**EXERCISE DIRECTIONS**
Begin at the line containing "in: indicate the brown" and reproduce every line through the end of the entries below. Nothing else should appear.

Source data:
++++++

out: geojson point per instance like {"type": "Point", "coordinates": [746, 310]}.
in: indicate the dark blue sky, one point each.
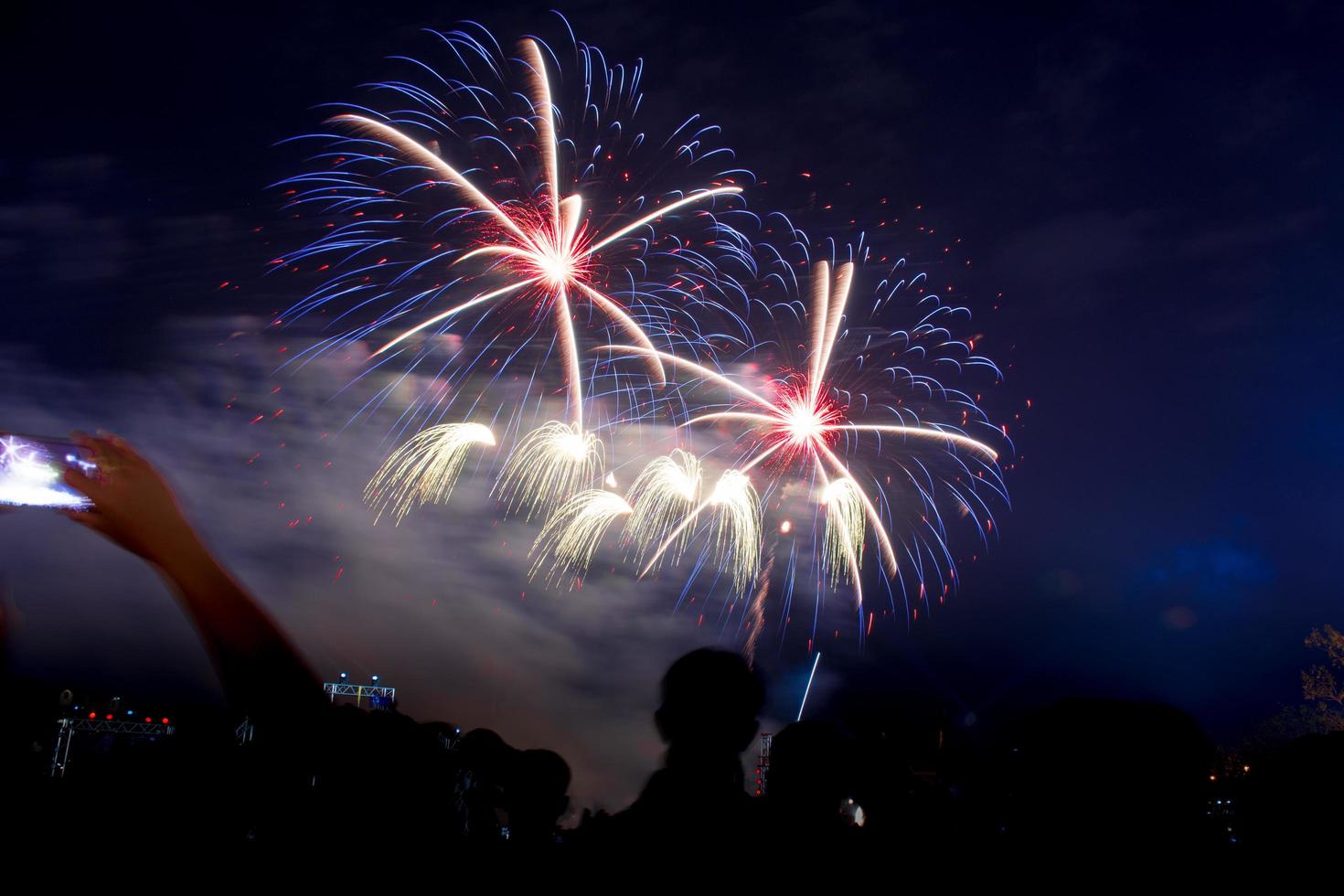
{"type": "Point", "coordinates": [1152, 189]}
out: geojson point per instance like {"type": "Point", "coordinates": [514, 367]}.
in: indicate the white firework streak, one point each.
{"type": "Point", "coordinates": [571, 538]}
{"type": "Point", "coordinates": [663, 495]}
{"type": "Point", "coordinates": [804, 421]}
{"type": "Point", "coordinates": [737, 527]}
{"type": "Point", "coordinates": [425, 469]}
{"type": "Point", "coordinates": [841, 547]}
{"type": "Point", "coordinates": [548, 466]}
{"type": "Point", "coordinates": [551, 254]}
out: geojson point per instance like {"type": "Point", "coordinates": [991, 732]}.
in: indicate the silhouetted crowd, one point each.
{"type": "Point", "coordinates": [331, 784]}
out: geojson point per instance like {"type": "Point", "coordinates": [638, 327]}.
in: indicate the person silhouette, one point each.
{"type": "Point", "coordinates": [709, 715]}
{"type": "Point", "coordinates": [535, 795]}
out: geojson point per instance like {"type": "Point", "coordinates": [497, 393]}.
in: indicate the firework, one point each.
{"type": "Point", "coordinates": [737, 527]}
{"type": "Point", "coordinates": [548, 466]}
{"type": "Point", "coordinates": [814, 425]}
{"type": "Point", "coordinates": [489, 203]}
{"type": "Point", "coordinates": [425, 469]}
{"type": "Point", "coordinates": [841, 551]}
{"type": "Point", "coordinates": [571, 538]}
{"type": "Point", "coordinates": [664, 493]}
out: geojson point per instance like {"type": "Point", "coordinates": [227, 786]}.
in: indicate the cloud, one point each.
{"type": "Point", "coordinates": [438, 606]}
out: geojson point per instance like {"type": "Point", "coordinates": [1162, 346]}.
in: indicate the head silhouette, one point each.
{"type": "Point", "coordinates": [711, 701]}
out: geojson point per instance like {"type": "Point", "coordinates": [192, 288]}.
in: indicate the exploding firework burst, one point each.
{"type": "Point", "coordinates": [548, 466]}
{"type": "Point", "coordinates": [425, 469]}
{"type": "Point", "coordinates": [492, 215]}
{"type": "Point", "coordinates": [663, 495]}
{"type": "Point", "coordinates": [571, 535]}
{"type": "Point", "coordinates": [854, 423]}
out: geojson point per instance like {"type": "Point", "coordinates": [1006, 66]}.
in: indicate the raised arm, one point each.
{"type": "Point", "coordinates": [261, 672]}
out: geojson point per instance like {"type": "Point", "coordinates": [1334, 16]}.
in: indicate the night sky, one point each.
{"type": "Point", "coordinates": [1152, 191]}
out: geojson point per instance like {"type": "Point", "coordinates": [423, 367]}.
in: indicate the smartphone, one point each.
{"type": "Point", "coordinates": [33, 468]}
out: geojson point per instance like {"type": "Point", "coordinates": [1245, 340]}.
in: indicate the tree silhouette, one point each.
{"type": "Point", "coordinates": [1318, 683]}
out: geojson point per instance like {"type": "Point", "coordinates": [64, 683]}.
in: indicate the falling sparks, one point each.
{"type": "Point", "coordinates": [664, 493]}
{"type": "Point", "coordinates": [425, 469]}
{"type": "Point", "coordinates": [841, 549]}
{"type": "Point", "coordinates": [548, 466]}
{"type": "Point", "coordinates": [569, 539]}
{"type": "Point", "coordinates": [801, 417]}
{"type": "Point", "coordinates": [737, 527]}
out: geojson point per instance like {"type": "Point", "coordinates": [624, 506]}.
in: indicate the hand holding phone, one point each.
{"type": "Point", "coordinates": [33, 472]}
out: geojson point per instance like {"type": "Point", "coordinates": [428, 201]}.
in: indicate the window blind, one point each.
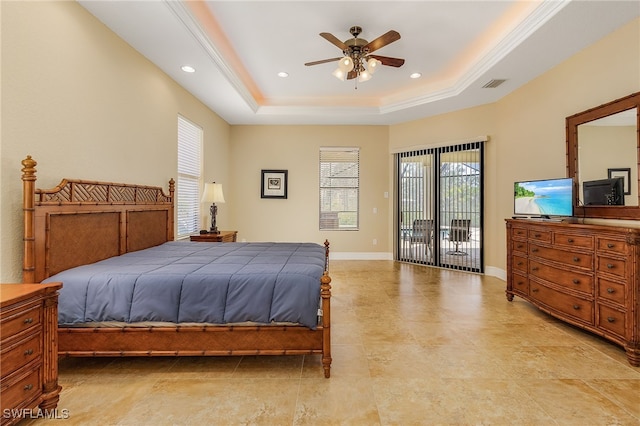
{"type": "Point", "coordinates": [189, 177]}
{"type": "Point", "coordinates": [339, 188]}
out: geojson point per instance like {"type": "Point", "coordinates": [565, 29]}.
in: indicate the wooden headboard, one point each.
{"type": "Point", "coordinates": [80, 222]}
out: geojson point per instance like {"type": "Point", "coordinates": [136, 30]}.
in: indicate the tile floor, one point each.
{"type": "Point", "coordinates": [412, 345]}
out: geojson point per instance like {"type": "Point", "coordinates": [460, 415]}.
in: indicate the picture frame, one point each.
{"type": "Point", "coordinates": [274, 184]}
{"type": "Point", "coordinates": [625, 174]}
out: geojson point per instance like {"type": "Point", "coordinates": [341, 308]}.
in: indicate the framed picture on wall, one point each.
{"type": "Point", "coordinates": [625, 174]}
{"type": "Point", "coordinates": [274, 184]}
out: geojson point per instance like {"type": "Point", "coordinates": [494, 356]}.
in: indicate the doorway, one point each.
{"type": "Point", "coordinates": [440, 205]}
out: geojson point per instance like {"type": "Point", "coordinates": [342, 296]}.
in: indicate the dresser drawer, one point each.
{"type": "Point", "coordinates": [571, 306]}
{"type": "Point", "coordinates": [570, 279]}
{"type": "Point", "coordinates": [518, 232]}
{"type": "Point", "coordinates": [519, 263]}
{"type": "Point", "coordinates": [611, 266]}
{"type": "Point", "coordinates": [22, 392]}
{"type": "Point", "coordinates": [520, 283]}
{"type": "Point", "coordinates": [519, 246]}
{"type": "Point", "coordinates": [20, 353]}
{"type": "Point", "coordinates": [22, 320]}
{"type": "Point", "coordinates": [569, 258]}
{"type": "Point", "coordinates": [611, 320]}
{"type": "Point", "coordinates": [612, 245]}
{"type": "Point", "coordinates": [573, 240]}
{"type": "Point", "coordinates": [539, 235]}
{"type": "Point", "coordinates": [611, 290]}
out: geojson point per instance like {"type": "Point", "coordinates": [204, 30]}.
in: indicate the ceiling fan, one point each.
{"type": "Point", "coordinates": [357, 52]}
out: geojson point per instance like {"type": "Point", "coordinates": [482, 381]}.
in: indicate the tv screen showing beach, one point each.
{"type": "Point", "coordinates": [549, 197]}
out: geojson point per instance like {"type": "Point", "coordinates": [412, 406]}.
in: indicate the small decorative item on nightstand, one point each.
{"type": "Point", "coordinates": [213, 194]}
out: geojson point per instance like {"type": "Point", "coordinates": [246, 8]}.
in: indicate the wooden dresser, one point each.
{"type": "Point", "coordinates": [222, 237]}
{"type": "Point", "coordinates": [29, 349]}
{"type": "Point", "coordinates": [586, 275]}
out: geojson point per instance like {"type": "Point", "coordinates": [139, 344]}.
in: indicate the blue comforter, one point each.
{"type": "Point", "coordinates": [197, 282]}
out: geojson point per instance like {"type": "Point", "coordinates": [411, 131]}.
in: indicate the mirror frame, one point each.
{"type": "Point", "coordinates": [572, 123]}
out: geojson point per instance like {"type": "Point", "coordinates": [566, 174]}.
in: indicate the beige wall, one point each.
{"type": "Point", "coordinates": [296, 149]}
{"type": "Point", "coordinates": [85, 105]}
{"type": "Point", "coordinates": [527, 127]}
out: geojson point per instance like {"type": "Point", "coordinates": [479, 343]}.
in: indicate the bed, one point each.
{"type": "Point", "coordinates": [91, 225]}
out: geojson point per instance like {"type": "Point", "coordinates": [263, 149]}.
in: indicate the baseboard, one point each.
{"type": "Point", "coordinates": [360, 255]}
{"type": "Point", "coordinates": [489, 270]}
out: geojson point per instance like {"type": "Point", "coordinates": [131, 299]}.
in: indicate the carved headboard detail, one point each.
{"type": "Point", "coordinates": [80, 222]}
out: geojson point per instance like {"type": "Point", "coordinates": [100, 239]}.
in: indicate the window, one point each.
{"type": "Point", "coordinates": [189, 174]}
{"type": "Point", "coordinates": [339, 188]}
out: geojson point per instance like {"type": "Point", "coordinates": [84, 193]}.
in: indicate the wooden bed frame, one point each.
{"type": "Point", "coordinates": [81, 222]}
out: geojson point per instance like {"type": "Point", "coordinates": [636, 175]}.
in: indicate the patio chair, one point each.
{"type": "Point", "coordinates": [459, 232]}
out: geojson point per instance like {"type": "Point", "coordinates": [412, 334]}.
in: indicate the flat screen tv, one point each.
{"type": "Point", "coordinates": [603, 192]}
{"type": "Point", "coordinates": [543, 198]}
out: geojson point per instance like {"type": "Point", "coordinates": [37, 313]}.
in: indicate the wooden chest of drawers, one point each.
{"type": "Point", "coordinates": [222, 237]}
{"type": "Point", "coordinates": [586, 275]}
{"type": "Point", "coordinates": [29, 349]}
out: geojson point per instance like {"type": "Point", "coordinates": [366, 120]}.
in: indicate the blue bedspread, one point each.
{"type": "Point", "coordinates": [197, 282]}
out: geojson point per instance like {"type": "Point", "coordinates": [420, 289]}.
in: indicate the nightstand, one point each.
{"type": "Point", "coordinates": [29, 329]}
{"type": "Point", "coordinates": [222, 237]}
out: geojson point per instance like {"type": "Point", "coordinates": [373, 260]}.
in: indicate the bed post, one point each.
{"type": "Point", "coordinates": [325, 294]}
{"type": "Point", "coordinates": [170, 223]}
{"type": "Point", "coordinates": [28, 207]}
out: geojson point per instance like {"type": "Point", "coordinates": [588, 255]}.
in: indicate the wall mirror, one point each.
{"type": "Point", "coordinates": [602, 143]}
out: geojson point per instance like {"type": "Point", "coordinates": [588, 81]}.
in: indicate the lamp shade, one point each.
{"type": "Point", "coordinates": [339, 74]}
{"type": "Point", "coordinates": [346, 64]}
{"type": "Point", "coordinates": [212, 193]}
{"type": "Point", "coordinates": [373, 64]}
{"type": "Point", "coordinates": [364, 76]}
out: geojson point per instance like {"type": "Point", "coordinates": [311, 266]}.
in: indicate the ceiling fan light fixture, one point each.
{"type": "Point", "coordinates": [339, 74]}
{"type": "Point", "coordinates": [364, 76]}
{"type": "Point", "coordinates": [372, 65]}
{"type": "Point", "coordinates": [346, 64]}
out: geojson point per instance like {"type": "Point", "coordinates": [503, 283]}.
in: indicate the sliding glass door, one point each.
{"type": "Point", "coordinates": [439, 206]}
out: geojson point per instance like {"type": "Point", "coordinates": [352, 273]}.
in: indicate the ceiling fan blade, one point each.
{"type": "Point", "coordinates": [334, 40]}
{"type": "Point", "coordinates": [323, 61]}
{"type": "Point", "coordinates": [383, 40]}
{"type": "Point", "coordinates": [392, 62]}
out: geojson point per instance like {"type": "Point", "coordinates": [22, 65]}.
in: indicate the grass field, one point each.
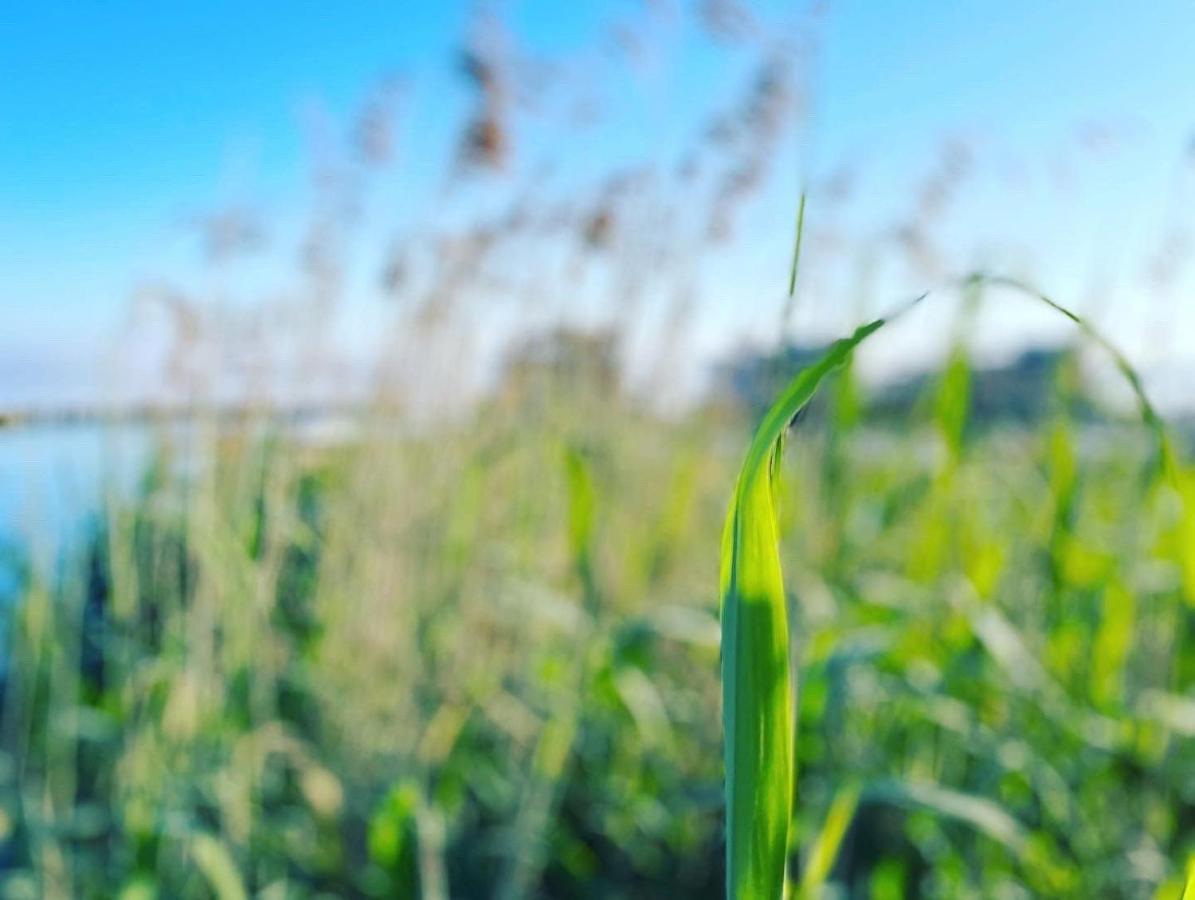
{"type": "Point", "coordinates": [483, 660]}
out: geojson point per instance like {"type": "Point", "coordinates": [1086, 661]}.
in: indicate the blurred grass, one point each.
{"type": "Point", "coordinates": [483, 661]}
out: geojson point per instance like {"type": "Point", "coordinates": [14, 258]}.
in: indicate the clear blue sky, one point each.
{"type": "Point", "coordinates": [120, 117]}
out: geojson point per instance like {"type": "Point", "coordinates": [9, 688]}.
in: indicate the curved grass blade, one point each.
{"type": "Point", "coordinates": [757, 681]}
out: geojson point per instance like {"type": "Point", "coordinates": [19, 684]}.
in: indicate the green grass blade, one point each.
{"type": "Point", "coordinates": [757, 681]}
{"type": "Point", "coordinates": [829, 840]}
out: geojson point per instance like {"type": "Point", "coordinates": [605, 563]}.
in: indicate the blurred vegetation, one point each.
{"type": "Point", "coordinates": [461, 641]}
{"type": "Point", "coordinates": [483, 661]}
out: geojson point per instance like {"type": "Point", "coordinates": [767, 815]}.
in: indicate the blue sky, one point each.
{"type": "Point", "coordinates": [118, 118]}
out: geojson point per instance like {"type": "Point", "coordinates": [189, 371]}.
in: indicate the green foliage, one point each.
{"type": "Point", "coordinates": [757, 685]}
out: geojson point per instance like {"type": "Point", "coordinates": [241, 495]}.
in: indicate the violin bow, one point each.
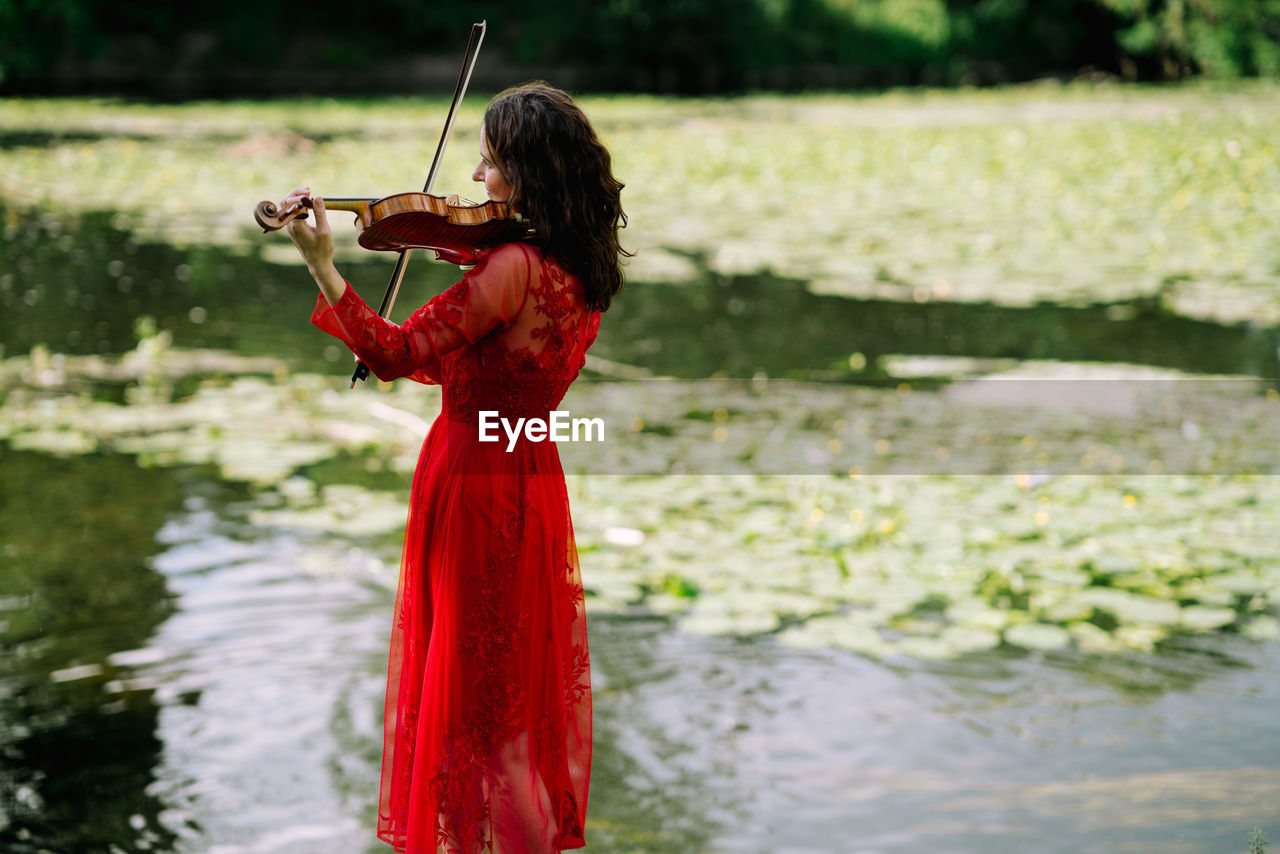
{"type": "Point", "coordinates": [469, 63]}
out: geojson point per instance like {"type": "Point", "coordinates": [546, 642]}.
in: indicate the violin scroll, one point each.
{"type": "Point", "coordinates": [270, 218]}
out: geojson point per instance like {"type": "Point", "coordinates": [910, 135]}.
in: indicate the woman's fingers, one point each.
{"type": "Point", "coordinates": [321, 220]}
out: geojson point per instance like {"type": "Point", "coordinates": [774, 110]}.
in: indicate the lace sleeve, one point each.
{"type": "Point", "coordinates": [488, 297]}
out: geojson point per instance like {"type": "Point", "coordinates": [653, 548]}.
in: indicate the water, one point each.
{"type": "Point", "coordinates": [178, 679]}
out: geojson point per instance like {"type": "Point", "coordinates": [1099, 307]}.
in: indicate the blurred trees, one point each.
{"type": "Point", "coordinates": [654, 45]}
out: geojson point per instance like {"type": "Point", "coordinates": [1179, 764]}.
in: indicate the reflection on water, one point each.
{"type": "Point", "coordinates": [78, 740]}
{"type": "Point", "coordinates": [204, 685]}
{"type": "Point", "coordinates": [176, 679]}
{"type": "Point", "coordinates": [80, 286]}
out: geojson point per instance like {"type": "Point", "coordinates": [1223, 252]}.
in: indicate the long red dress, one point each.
{"type": "Point", "coordinates": [488, 718]}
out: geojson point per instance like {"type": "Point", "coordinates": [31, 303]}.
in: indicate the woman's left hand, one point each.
{"type": "Point", "coordinates": [315, 245]}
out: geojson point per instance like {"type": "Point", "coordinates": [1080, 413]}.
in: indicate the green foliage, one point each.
{"type": "Point", "coordinates": [1216, 37]}
{"type": "Point", "coordinates": [652, 45]}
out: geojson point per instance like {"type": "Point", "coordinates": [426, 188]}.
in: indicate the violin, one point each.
{"type": "Point", "coordinates": [402, 222]}
{"type": "Point", "coordinates": [410, 220]}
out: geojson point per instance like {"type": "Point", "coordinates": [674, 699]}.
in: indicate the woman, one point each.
{"type": "Point", "coordinates": [488, 717]}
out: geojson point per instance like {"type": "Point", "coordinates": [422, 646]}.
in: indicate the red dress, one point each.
{"type": "Point", "coordinates": [488, 718]}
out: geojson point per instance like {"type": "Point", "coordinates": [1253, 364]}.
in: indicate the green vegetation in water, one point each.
{"type": "Point", "coordinates": [920, 566]}
{"type": "Point", "coordinates": [1069, 195]}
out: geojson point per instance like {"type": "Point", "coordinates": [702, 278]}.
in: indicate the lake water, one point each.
{"type": "Point", "coordinates": [177, 677]}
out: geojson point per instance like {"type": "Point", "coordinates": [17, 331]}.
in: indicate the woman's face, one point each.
{"type": "Point", "coordinates": [494, 182]}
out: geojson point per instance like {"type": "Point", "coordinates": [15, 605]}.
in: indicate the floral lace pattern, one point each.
{"type": "Point", "coordinates": [488, 716]}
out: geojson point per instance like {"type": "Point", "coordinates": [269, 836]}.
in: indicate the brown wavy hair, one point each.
{"type": "Point", "coordinates": [562, 179]}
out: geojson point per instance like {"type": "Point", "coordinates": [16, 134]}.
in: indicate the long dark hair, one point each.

++++++

**ANSWER SECTION**
in: indicate the brown wavy hair, one point each.
{"type": "Point", "coordinates": [562, 179]}
out: geojson point per instance like {"type": "Point", "coordinates": [16, 134]}.
in: indicate the long dark hair, one point each.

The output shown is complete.